### EXCERPTED DATA ###

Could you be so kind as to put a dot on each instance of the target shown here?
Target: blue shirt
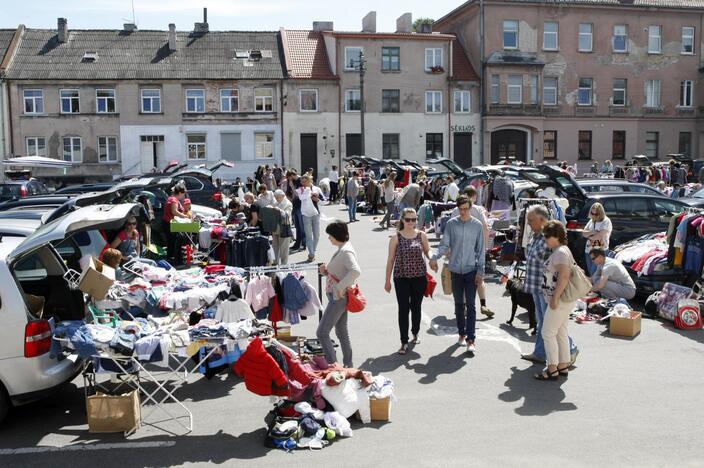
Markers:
(465, 242)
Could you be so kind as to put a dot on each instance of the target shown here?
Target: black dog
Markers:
(523, 299)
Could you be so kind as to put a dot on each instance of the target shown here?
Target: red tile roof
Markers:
(306, 55)
(462, 70)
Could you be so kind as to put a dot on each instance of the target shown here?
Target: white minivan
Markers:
(32, 266)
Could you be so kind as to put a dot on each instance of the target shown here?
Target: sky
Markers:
(253, 15)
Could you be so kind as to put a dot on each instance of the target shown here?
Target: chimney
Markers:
(62, 34)
(404, 23)
(172, 37)
(322, 26)
(369, 22)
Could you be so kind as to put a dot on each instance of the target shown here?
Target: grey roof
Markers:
(514, 58)
(145, 55)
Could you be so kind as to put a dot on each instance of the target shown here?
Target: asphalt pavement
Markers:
(629, 401)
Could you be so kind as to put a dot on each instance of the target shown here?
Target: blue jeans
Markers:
(352, 208)
(464, 291)
(541, 306)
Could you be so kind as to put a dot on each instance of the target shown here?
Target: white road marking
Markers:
(86, 447)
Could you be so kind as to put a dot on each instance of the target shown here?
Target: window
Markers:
(433, 59)
(390, 58)
(550, 91)
(107, 149)
(550, 32)
(151, 101)
(462, 103)
(195, 100)
(618, 145)
(586, 37)
(620, 38)
(390, 149)
(195, 145)
(33, 101)
(495, 89)
(352, 57)
(652, 93)
(652, 143)
(549, 144)
(584, 150)
(433, 145)
(229, 100)
(36, 146)
(584, 95)
(654, 39)
(685, 143)
(534, 89)
(433, 102)
(105, 101)
(73, 149)
(263, 100)
(510, 34)
(688, 41)
(515, 89)
(309, 100)
(264, 145)
(686, 89)
(70, 101)
(390, 100)
(620, 92)
(353, 100)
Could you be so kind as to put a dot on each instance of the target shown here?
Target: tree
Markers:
(417, 23)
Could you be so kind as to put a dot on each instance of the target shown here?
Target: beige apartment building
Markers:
(586, 80)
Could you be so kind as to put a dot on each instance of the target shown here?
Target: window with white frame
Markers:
(584, 93)
(36, 146)
(33, 101)
(433, 59)
(686, 93)
(151, 101)
(688, 40)
(263, 100)
(550, 91)
(105, 102)
(353, 100)
(264, 145)
(514, 89)
(550, 35)
(433, 102)
(73, 149)
(107, 149)
(586, 37)
(229, 100)
(309, 100)
(510, 34)
(352, 57)
(620, 92)
(462, 102)
(70, 101)
(620, 41)
(652, 93)
(195, 100)
(195, 146)
(654, 39)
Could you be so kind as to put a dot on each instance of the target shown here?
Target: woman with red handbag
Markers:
(342, 272)
(408, 250)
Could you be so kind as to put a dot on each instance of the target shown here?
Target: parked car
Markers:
(32, 266)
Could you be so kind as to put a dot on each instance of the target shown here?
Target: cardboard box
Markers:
(625, 326)
(96, 279)
(113, 413)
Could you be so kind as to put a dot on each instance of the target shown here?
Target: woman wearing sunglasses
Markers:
(407, 253)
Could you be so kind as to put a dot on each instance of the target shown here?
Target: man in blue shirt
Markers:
(464, 240)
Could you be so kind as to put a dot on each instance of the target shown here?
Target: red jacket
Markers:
(261, 374)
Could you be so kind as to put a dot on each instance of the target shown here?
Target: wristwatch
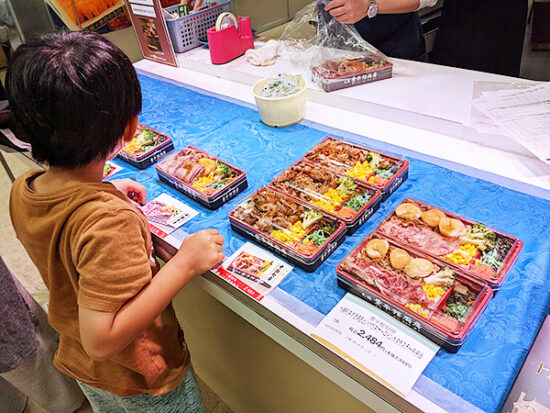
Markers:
(373, 9)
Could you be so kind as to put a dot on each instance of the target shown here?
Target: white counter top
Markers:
(422, 108)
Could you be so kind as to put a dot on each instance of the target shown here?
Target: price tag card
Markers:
(253, 270)
(374, 342)
(166, 214)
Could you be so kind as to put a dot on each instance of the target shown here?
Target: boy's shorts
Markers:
(185, 398)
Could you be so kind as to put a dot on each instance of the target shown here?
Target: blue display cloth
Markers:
(485, 367)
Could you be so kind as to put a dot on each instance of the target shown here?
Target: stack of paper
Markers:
(523, 114)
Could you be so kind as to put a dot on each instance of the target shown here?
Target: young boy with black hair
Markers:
(75, 99)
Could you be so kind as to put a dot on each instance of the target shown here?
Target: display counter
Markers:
(493, 180)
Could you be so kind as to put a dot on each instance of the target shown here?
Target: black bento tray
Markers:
(219, 197)
(362, 215)
(149, 158)
(286, 251)
(445, 339)
(330, 84)
(388, 188)
(502, 272)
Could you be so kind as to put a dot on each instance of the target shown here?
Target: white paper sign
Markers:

###

WHAT YOU HAVE TO DO: Please, without any of the pictures, set down exactly the lines from the beginning of the listing to the line that contains "Target: sky", inclusive.

TASK ANSWER:
Could you be so kind as to put a dot on each instance of the target shown here?
Target: blue shirt
Markers:
(465, 242)
Could you be so kind as to put a dot on each instance of the target shown here?
Target: black dog
Markers:
(523, 299)
Could you be so kind as to put a dot on each instance of the target shown here?
Target: red tile roof
Markers:
(306, 55)
(462, 70)
Could you be so kind as to put a dot on each instance of the target shown here?
Target: white minivan
Markers:
(32, 266)
Could you be so kind as to put a dot on each instance of the target shown here?
Target: sky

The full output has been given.